(Task directions): What follows is a listing; give it again exactly, in its entirety.

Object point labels
[Begin]
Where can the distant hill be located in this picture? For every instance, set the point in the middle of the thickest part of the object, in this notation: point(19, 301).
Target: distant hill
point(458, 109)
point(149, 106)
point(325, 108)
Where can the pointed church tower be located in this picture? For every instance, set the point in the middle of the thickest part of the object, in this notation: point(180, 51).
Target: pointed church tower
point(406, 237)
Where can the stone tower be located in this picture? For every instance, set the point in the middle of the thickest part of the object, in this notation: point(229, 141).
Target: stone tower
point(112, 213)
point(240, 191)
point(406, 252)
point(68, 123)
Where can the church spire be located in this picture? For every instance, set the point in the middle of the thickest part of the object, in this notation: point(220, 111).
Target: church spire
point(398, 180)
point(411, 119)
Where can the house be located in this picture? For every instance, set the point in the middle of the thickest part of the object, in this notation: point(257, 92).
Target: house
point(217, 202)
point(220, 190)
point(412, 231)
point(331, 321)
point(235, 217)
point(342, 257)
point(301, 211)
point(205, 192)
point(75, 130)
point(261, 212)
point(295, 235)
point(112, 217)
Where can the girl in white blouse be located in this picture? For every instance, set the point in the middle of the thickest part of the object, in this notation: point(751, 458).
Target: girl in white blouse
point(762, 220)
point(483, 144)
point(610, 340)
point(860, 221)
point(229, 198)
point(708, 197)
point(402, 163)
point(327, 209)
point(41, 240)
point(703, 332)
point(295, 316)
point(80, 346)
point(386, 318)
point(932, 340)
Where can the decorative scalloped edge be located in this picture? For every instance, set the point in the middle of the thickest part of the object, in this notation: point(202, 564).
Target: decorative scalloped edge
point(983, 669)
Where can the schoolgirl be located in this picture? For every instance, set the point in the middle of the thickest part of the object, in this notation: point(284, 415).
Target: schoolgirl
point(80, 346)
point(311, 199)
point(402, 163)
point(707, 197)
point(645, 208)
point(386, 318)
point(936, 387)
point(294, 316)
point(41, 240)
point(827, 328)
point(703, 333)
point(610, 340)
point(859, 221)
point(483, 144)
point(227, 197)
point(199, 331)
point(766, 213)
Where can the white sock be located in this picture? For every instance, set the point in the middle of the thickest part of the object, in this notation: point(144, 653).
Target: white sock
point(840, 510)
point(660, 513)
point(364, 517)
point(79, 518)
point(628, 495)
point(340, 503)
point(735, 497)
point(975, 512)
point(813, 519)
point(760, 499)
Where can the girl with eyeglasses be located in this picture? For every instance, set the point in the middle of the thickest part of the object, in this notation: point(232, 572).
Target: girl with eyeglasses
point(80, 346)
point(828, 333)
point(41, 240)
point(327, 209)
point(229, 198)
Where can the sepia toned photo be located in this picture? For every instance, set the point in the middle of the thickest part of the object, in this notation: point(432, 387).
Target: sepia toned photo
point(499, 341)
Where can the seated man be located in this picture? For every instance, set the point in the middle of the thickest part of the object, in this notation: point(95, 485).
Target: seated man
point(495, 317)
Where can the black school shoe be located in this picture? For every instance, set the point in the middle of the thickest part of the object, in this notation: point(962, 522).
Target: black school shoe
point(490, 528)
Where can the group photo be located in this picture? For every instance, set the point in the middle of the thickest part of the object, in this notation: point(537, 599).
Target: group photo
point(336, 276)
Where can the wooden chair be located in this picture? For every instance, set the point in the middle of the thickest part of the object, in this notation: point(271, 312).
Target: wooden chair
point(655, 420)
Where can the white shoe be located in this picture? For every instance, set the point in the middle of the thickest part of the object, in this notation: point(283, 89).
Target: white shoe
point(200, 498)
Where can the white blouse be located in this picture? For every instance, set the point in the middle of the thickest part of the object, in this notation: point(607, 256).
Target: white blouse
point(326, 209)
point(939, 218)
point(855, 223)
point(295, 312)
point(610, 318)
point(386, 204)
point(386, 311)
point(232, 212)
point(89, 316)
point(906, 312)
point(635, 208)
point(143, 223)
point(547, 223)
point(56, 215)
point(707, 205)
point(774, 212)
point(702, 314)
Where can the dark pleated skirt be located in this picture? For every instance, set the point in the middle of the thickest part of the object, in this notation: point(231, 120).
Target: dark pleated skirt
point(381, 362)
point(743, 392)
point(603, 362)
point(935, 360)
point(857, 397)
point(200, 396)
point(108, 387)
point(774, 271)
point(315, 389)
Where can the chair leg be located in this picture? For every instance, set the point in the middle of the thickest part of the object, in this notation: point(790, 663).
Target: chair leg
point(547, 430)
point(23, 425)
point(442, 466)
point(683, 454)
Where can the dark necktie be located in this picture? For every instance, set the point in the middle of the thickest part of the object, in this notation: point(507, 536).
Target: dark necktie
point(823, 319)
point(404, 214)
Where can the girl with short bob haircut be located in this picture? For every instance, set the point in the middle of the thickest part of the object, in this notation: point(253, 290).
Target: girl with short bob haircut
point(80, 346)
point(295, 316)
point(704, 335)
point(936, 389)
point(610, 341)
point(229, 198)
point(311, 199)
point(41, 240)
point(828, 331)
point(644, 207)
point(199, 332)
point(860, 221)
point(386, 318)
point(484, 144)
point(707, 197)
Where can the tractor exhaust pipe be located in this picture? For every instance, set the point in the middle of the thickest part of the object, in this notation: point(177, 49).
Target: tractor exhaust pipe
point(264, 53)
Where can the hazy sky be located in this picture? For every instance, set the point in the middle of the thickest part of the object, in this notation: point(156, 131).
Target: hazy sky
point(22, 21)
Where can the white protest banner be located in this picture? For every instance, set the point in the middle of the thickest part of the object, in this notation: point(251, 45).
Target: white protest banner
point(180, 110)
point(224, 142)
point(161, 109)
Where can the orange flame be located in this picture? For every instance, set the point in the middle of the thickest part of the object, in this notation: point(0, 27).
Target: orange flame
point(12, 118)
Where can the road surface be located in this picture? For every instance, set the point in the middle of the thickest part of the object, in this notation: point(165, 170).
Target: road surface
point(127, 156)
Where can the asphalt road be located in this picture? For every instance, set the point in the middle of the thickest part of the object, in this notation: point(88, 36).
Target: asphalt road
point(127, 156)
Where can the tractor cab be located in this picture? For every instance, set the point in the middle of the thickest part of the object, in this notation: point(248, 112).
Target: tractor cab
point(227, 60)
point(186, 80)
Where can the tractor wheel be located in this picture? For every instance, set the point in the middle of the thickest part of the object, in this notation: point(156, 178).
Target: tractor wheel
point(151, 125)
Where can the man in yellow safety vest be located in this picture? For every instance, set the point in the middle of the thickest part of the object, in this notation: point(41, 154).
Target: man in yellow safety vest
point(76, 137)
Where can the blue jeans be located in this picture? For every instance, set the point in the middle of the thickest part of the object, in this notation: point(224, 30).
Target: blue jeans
[End]
(Answer):
Where can the distant hill be located in this picture? For every instance, set the point in the middle of the thickest part of the object, in this notation: point(19, 301).
Target: distant hill
point(458, 109)
point(149, 106)
point(325, 108)
Where can the pointed church tower be located in this picture? For every instance, set the point in the middle of the thickest part of the object, in this notation: point(180, 51).
Target: pointed church tower
point(406, 237)
Where can the stone tower be located in this picture? For every instance, set the point in the middle of the thickest part of the object, in this notation: point(229, 141).
Target: stone tower
point(112, 213)
point(240, 191)
point(406, 252)
point(68, 123)
Where can the church spire be located in this picture? For every instance, set the point in the middle of the thickest part of the object, in this notation: point(220, 111).
Target: church spire
point(398, 180)
point(411, 119)
Where can the house be located in this picture? For every instance, set the point in the middle of the thickest part of the object, in this notation: point(257, 92).
Target: house
point(217, 202)
point(220, 190)
point(412, 231)
point(331, 321)
point(235, 217)
point(342, 257)
point(301, 211)
point(205, 192)
point(75, 130)
point(261, 212)
point(295, 235)
point(112, 217)
Where can the girl in white blouse be located in this picture? For every instance, set the point in the middle of the thickest part of the object, in this notation: point(751, 458).
Target: girl in white blouse
point(762, 220)
point(483, 144)
point(610, 340)
point(860, 221)
point(229, 198)
point(708, 197)
point(402, 163)
point(327, 209)
point(41, 240)
point(703, 332)
point(295, 316)
point(80, 346)
point(386, 318)
point(932, 340)
Where can the decorative scalloped edge be located in this picture? For every instance, set the point in the middle of the thickest part of the object, in this notation: point(202, 564).
Target: decorative scalloped edge
point(983, 669)
Where can the schoolgirl be located in this picture? For every instance, set the point in the middle of the thickest part of the object, in this notation: point(284, 415).
Target: schoolgirl
point(80, 346)
point(311, 199)
point(402, 163)
point(707, 197)
point(645, 208)
point(386, 318)
point(936, 387)
point(294, 316)
point(41, 240)
point(827, 328)
point(703, 333)
point(610, 340)
point(859, 221)
point(483, 144)
point(227, 197)
point(199, 331)
point(766, 213)
Where can the white sock be located in this picture? For every instance, set the point in the middle of the thickest part of the object, in this notation: point(144, 653).
Target: white sock
point(840, 510)
point(660, 513)
point(364, 517)
point(79, 518)
point(628, 495)
point(340, 503)
point(735, 497)
point(975, 512)
point(813, 519)
point(760, 499)
Where can the girl with eyeglasses be located in this picture? For every instance, set the point in the middle of the thickest part of the object, in this notation: point(232, 572).
Target: girl with eyeglasses
point(80, 346)
point(828, 333)
point(41, 240)
point(327, 209)
point(229, 198)
Where can the sepia toned photo be located in this picture? For every instance, set the point in the middle of the thickest part of the object, in this notation: point(432, 387).
Target: sepia toned photo
point(499, 341)
Where can the seated man be located in this picture? For every instance, set the point in the middle of the thickest part of the object, in this notation: point(95, 485).
Target: seated man
point(495, 317)
Where can the black school shoe be located in this picture? For every instance, set the point in the middle of the thickest part of the object, in this notation: point(962, 522).
Target: black school shoe
point(490, 528)
Where can the group photo be located in this picture? For every instance, set the point in the middle of the thickest part of the object, in this notation: point(537, 599).
Target: group photo
point(336, 276)
Where can the wooden chair be located in this picture? For every instance, set the point in the middle of the thickest part of the object, in this notation: point(271, 312).
Target: wooden chair
point(655, 420)
Where can the white shoe be located in this picture? For every instance, set the point in the middle of the thickest part of the object, in this notation: point(283, 89).
Target: white shoe
point(200, 498)
Where can the white blouse be located in this picture? For every instance, set the point in the middle of the thickest part of the object, in this notation: point(607, 256).
Target: white blouse
point(326, 209)
point(939, 218)
point(855, 223)
point(295, 312)
point(610, 318)
point(386, 204)
point(386, 311)
point(232, 212)
point(89, 316)
point(906, 312)
point(635, 208)
point(143, 223)
point(547, 223)
point(56, 215)
point(707, 205)
point(774, 212)
point(702, 314)
Where can the dark pleated skirt be located in this picture? For every instance, set the point in the middle of the thickest part of the object, in this notation: point(231, 120).
Target: dark pleated skirt
point(381, 362)
point(743, 392)
point(603, 362)
point(935, 360)
point(857, 397)
point(200, 396)
point(108, 387)
point(774, 271)
point(315, 389)
Where can the chair leg be located in this picture? For every instance, set the point in the middle of the thickest part of the object, in this notation: point(790, 663).
Target: chair leg
point(547, 430)
point(23, 425)
point(442, 466)
point(683, 454)
Where can the dark necktie be located in this picture? For every instance, set the point in the middle of the thickest part of the object, in this notation: point(507, 536).
Target: dark necktie
point(823, 319)
point(404, 214)
Where can the girl with short bob haircut be located in this picture? For every instance, set the point in the middle of the thickest part of the object, in this notation: point(253, 290).
Target: girl with short bob haircut
point(80, 346)
point(295, 316)
point(704, 335)
point(936, 389)
point(610, 341)
point(229, 198)
point(311, 199)
point(41, 240)
point(828, 331)
point(644, 207)
point(199, 332)
point(860, 221)
point(386, 318)
point(484, 144)
point(707, 197)
Where can the tractor exhaust pipe be located in this picture? For every instance, set the point in the middle of the thickest part of the object, in this notation: point(177, 49).
Target: tractor exhaust pipe
point(264, 53)
Where can the hazy sky be located in this picture? For every instance, set the point in the middle of the thickest part of the object, in this notation: point(156, 131).
Target: hazy sky
point(22, 21)
Where can the white protest banner be located in this picture? For every instance, set the point in the middle of the thickest part of the object, in this notation: point(251, 45).
Target: white protest banner
point(180, 110)
point(224, 142)
point(161, 109)
Where can the orange flame be located in this picture? For every instance, set the point in the middle of the thickest part of the object, in this notation: point(0, 27).
Target: orange flame
point(12, 118)
Where can the road surface be located in this picture? For every instance, set the point in the middle of the thickest part of the object, in this notation: point(165, 170).
Target: road surface
point(127, 156)
Where can the asphalt road be located in this picture? For every instance, set the point in the middle of the thickest part of the object, in this notation: point(88, 36).
Target: asphalt road
point(127, 156)
Where can the tractor cab be located in this picture? For every instance, set the point in the middle of the thickest part of the object, in this notation: point(248, 112).
Target: tractor cab
point(227, 60)
point(186, 80)
Where can the tractor wheel be located in this picture? For every instance, set the point in the middle of the thickest part of the object, in this notation: point(156, 178).
Target: tractor wheel
point(151, 125)
Where can the man in yellow safety vest be located in this picture? For every instance, set the point in the middle of the thickest part of the object, in this notation: point(41, 154).
Target: man in yellow safety vest
point(76, 137)
Where can the blue jeans be located in this picture? For every instance, set the point in the middle of the thickest part of the object, in this notation: point(224, 30).
Target: blue jeans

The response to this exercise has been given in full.